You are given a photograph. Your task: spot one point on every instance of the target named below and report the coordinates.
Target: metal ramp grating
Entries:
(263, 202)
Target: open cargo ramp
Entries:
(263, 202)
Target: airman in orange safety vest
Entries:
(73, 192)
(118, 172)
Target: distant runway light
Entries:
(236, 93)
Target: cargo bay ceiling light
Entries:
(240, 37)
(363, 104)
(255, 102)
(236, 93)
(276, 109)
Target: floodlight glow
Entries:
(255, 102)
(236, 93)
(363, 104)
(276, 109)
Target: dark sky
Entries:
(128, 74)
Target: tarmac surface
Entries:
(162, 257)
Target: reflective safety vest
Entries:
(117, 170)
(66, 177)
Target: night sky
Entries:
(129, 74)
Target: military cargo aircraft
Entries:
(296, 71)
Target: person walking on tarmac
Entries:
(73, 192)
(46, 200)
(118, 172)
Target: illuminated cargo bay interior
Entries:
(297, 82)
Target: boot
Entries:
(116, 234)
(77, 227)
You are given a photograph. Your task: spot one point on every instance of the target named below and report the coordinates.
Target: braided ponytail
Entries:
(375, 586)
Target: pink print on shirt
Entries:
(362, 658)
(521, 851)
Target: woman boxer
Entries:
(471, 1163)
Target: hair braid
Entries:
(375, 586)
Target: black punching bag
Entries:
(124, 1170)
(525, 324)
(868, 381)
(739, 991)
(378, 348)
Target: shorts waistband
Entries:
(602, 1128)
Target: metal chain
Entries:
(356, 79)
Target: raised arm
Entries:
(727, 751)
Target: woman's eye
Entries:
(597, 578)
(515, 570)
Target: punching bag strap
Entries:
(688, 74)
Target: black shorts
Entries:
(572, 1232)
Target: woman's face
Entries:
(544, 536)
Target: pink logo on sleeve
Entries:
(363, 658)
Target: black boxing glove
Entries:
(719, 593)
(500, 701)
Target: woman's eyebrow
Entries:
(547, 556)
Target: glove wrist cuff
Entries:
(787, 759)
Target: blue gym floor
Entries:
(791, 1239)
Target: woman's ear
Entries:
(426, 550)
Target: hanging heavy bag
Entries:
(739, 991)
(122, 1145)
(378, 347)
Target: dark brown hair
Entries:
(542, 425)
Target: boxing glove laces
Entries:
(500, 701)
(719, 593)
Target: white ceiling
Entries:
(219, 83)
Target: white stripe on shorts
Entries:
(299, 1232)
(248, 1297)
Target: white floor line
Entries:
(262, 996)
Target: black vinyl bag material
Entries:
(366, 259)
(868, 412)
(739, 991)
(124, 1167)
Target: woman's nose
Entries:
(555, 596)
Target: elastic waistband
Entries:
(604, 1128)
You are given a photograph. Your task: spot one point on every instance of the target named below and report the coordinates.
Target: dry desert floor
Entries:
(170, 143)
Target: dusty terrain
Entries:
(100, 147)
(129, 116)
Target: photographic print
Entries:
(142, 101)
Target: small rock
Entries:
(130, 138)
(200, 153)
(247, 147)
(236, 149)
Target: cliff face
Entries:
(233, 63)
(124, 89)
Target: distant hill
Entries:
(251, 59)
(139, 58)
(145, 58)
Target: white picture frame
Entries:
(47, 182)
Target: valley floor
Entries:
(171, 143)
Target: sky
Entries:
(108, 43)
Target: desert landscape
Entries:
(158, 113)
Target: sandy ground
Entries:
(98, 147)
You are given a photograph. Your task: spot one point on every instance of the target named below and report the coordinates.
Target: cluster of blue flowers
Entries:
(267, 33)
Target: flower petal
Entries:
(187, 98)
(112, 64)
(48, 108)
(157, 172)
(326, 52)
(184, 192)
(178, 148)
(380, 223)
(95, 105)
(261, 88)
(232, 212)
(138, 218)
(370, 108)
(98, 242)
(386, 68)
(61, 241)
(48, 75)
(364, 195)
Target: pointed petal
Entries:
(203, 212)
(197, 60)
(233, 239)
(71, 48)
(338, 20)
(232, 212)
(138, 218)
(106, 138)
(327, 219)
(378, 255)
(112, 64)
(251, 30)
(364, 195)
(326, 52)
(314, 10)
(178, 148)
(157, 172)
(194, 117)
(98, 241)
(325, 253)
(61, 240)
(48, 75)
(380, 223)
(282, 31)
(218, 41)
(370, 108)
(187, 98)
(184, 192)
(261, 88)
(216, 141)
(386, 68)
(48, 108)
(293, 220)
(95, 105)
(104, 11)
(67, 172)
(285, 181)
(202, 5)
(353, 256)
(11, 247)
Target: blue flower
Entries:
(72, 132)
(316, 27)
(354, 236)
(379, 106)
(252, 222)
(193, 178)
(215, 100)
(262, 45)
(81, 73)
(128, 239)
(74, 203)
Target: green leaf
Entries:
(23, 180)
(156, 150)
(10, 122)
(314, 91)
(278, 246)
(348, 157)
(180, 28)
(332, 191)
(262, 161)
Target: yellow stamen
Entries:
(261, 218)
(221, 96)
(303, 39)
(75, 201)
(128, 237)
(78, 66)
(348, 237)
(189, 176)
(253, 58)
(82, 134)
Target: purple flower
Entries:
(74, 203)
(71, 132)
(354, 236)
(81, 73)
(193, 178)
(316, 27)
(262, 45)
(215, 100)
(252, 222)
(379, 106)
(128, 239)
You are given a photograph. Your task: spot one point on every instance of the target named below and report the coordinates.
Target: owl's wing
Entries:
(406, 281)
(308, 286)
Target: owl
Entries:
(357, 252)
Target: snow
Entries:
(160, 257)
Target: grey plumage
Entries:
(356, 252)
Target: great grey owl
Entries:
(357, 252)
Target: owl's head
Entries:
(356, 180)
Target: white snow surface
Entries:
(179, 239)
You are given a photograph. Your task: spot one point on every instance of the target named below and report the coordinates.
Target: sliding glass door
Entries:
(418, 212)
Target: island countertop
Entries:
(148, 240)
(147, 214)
· · ·
> **Task brief**: Write out every line exactly as it stands.

> **Solution for this problem**:
You are given a photograph. Your task: spot one point on every instance of the target named below and report the coordinates.
Target: metal ramp grating
Entries:
(263, 202)
Target: open cargo ramp
Entries:
(263, 202)
Target: airman in orange safety vest
Entries:
(73, 192)
(118, 172)
Target: distant runway light
Entries:
(236, 93)
Target: cargo bay ceiling light
Entries:
(240, 37)
(363, 104)
(255, 102)
(236, 93)
(276, 109)
Target: floodlight glow
Entries:
(255, 102)
(236, 93)
(363, 104)
(276, 109)
Target: dark sky
Entries:
(128, 74)
Target: tarmac surface
Entries:
(162, 257)
Target: reflective safety vest
Entries:
(117, 170)
(66, 177)
Target: night sky
Entries:
(129, 74)
Target: military cargo aircraft
Entries:
(296, 71)
Target: person walking on tarmac
Entries:
(73, 192)
(46, 200)
(118, 172)
Target: illuminated cargo bay interior
Entries:
(297, 82)
Target: boot
Entries:
(116, 234)
(77, 227)
You are given a photograph. Your task: spot one point on every instance of the target named below and report the coordinates.
Target: braided ponytail
Entries:
(375, 586)
Target: pink print on shirt
Entries:
(362, 658)
(521, 851)
Target: woman boxer
Entries:
(471, 1163)
Target: hair braid
Entries:
(375, 586)
Target: black punching bag
Entries:
(124, 1170)
(525, 324)
(868, 381)
(739, 991)
(378, 348)
Target: shorts waistband
Entries:
(602, 1128)
Target: metal chain
Entries:
(356, 79)
Target: raised arm
Entries:
(727, 751)
Target: woman's eye
Entries:
(597, 578)
(515, 570)
Target: punching bag strap
Entries:
(688, 74)
Target: black shorts
Entries:
(572, 1232)
Target: woman's face
Entries:
(544, 536)
Target: pink logo on sleeve
Entries:
(363, 658)
Target: black boxing glove
Entries:
(719, 593)
(500, 701)
Target: woman's eyebrow
Entries:
(547, 556)
Target: glove wrist cuff
Entries:
(787, 759)
Target: blue gym floor
Entries:
(791, 1239)
Target: woman's ear
Entries:
(426, 550)
Target: hanging heavy bag
Entries:
(739, 991)
(122, 1145)
(378, 347)
Target: dark brown hair
Entries:
(542, 425)
Target: boxing glove laces
Entries:
(500, 701)
(719, 593)
Target: white ceiling
Entries:
(219, 83)
Target: white stripe on shorts
Entries:
(299, 1232)
(248, 1297)
Target: white floor line
Entries:
(262, 996)
Target: black vinyl bag material
Entries:
(366, 259)
(868, 412)
(739, 991)
(124, 1167)
Target: woman's nose
Entries:
(555, 596)
Target: elastic waistband
Entries:
(604, 1128)
You are given a photograph. Your task: spot one point on every instance of the target named below and report the coordinates.
Target: dry desert floor
Entries:
(170, 143)
Target: dusty terrain
Entries:
(100, 147)
(129, 116)
Target: photographic print
Entries:
(142, 101)
Target: small rock
Entries:
(130, 138)
(200, 153)
(247, 147)
(236, 149)
Target: cliff face
Entries:
(233, 63)
(124, 89)
Target: distant hill
Entries:
(251, 59)
(139, 58)
(145, 58)
Target: white picture frame
Entries:
(47, 182)
Target: valley floor
Entries:
(171, 143)
Target: sky
Entries:
(108, 43)
Target: desert landscape
Entries:
(158, 113)
Target: sandy ground
Entries:
(98, 147)
You are given a photograph. Your task: spot one point on every instance of the target named below and report the coordinates.
Target: cluster of blue flowers
Entries:
(267, 33)
Target: flower petal
Entries:
(187, 98)
(112, 64)
(48, 108)
(157, 172)
(326, 52)
(184, 192)
(178, 148)
(380, 223)
(95, 105)
(261, 88)
(232, 212)
(138, 218)
(370, 108)
(98, 242)
(386, 68)
(61, 241)
(48, 75)
(364, 195)
Target: pointed petal
Entries:
(203, 212)
(197, 60)
(233, 239)
(71, 48)
(338, 20)
(232, 212)
(138, 218)
(106, 138)
(327, 219)
(378, 255)
(112, 64)
(251, 30)
(364, 195)
(326, 52)
(314, 10)
(178, 148)
(157, 172)
(194, 117)
(98, 241)
(325, 253)
(61, 240)
(48, 75)
(380, 223)
(282, 31)
(218, 41)
(370, 108)
(187, 98)
(184, 192)
(261, 88)
(216, 141)
(386, 68)
(48, 108)
(293, 220)
(95, 105)
(104, 11)
(67, 172)
(285, 181)
(202, 5)
(353, 256)
(11, 247)
Target: blue flower
Entries:
(72, 132)
(316, 27)
(354, 236)
(379, 106)
(252, 222)
(193, 178)
(215, 100)
(262, 45)
(81, 73)
(128, 239)
(74, 203)
Target: green leaf
Entries:
(23, 180)
(156, 150)
(10, 122)
(314, 91)
(278, 246)
(348, 157)
(180, 28)
(332, 191)
(262, 161)
Target: yellow stamen
Entries:
(261, 218)
(221, 96)
(303, 39)
(75, 201)
(128, 237)
(78, 66)
(348, 237)
(189, 176)
(253, 58)
(82, 134)
Target: purple flower
Entries:
(74, 203)
(71, 132)
(354, 236)
(81, 73)
(193, 178)
(316, 27)
(262, 45)
(215, 100)
(252, 222)
(379, 106)
(128, 239)
You are given a photograph. Your task: spot one point on every instance of the target named below and report the coordinates.
Target: owl's wing
Entries:
(406, 281)
(308, 286)
Target: owl
Entries:
(357, 252)
Target: snow
Entries:
(160, 257)
Target: grey plumage
Entries:
(356, 252)
Target: great grey owl
Entries:
(357, 252)
Target: owl's head
Entries:
(356, 180)
Target: white snow surface
Entries:
(179, 239)
You are given a photograph. Your task: spot one point on every instance of the target named below and report the coordinates.
Target: sliding glass door
Entries:
(418, 212)
Target: island countertop
Entries:
(148, 240)
(147, 214)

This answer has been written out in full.